• _BRIEF_: In this exercise, return only the lines that run from the line with "shaped like [35,89]." to the end of the entries below, both included. Pictures are not copied.

──────── INPUT MATERIAL

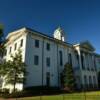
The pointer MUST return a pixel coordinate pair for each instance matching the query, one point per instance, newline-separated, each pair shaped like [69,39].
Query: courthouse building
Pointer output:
[45,57]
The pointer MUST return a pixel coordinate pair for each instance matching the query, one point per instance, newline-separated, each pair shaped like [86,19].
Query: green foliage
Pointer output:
[13,70]
[1,32]
[67,77]
[99,79]
[2,49]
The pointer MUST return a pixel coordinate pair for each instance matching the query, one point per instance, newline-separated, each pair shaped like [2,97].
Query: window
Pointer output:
[48,61]
[36,60]
[48,46]
[69,59]
[82,60]
[85,81]
[5,52]
[90,82]
[10,50]
[21,44]
[15,46]
[61,58]
[37,43]
[48,79]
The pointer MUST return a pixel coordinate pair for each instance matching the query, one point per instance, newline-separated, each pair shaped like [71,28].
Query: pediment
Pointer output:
[87,45]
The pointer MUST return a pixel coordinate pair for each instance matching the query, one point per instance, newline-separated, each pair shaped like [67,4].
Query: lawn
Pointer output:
[74,96]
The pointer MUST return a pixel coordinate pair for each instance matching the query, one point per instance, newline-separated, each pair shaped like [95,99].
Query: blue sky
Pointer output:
[80,19]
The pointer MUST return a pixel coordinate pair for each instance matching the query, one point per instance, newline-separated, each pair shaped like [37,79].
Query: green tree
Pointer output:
[1,33]
[99,79]
[67,77]
[2,50]
[14,70]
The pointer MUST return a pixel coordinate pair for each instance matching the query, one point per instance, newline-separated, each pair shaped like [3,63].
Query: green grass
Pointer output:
[74,96]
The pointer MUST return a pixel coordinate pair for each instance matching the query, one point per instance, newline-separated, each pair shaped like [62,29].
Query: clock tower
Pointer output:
[59,34]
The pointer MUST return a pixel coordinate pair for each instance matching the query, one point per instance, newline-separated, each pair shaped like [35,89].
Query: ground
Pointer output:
[74,96]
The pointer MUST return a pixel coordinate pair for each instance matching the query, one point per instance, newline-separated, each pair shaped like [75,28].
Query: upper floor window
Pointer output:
[48,46]
[61,58]
[10,49]
[69,58]
[36,60]
[37,43]
[82,61]
[15,46]
[48,61]
[21,43]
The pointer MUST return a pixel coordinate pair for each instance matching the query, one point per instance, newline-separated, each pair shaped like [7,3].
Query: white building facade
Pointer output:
[46,56]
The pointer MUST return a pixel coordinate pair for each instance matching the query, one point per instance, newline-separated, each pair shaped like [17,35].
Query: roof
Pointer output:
[39,33]
[86,44]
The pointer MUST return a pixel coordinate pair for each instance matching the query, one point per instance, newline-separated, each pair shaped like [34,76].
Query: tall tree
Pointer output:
[67,77]
[99,79]
[1,33]
[1,40]
[14,70]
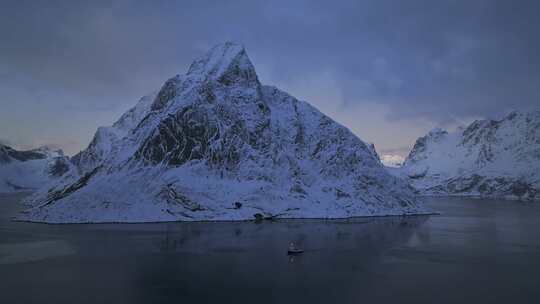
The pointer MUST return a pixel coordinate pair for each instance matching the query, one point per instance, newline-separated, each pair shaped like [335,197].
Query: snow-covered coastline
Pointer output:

────────────────

• _TASK RESPONSE_:
The pointer MUST return a pixel coordinate pair for each instance matching the query, one point per instance, newline-separated, each pair shaped like [35,89].
Query: ground
Pointer output:
[74,96]
The pointer MUST return a pixel coordinate pair for each instance matching the query, one point per instance, newline-separated, each pair shaped like [75,28].
Query: upper floor window
Pointer output:
[48,46]
[61,58]
[10,49]
[69,58]
[36,60]
[37,43]
[82,61]
[15,46]
[48,61]
[21,43]
The pointer MUST return a pixel coordinate pair for each instance matching the query, one point per instance, newline-separated, each pair shaped like [7,3].
Query: white building facade
Pointer output:
[46,56]
The pointer MUST return a pixel coordinate pair for each instance matching the query, one point per instance, newline-separated, each pair shaped like [17,35].
Query: roof
Pointer output:
[39,33]
[86,44]
The pointer MUST return a pixel coordinate pair for each instance matching the query, one point per instance, newline-separated, each pair shaped like [34,76].
Query: tall tree
Pointer output:
[67,77]
[99,79]
[1,33]
[1,40]
[14,70]
The pointer MUST return a pixel coordinate pair for each instance matching the query, one point per instance, newline-separated, each pair shaped like [335,197].
Query: snow-covered coastline
Pointer output:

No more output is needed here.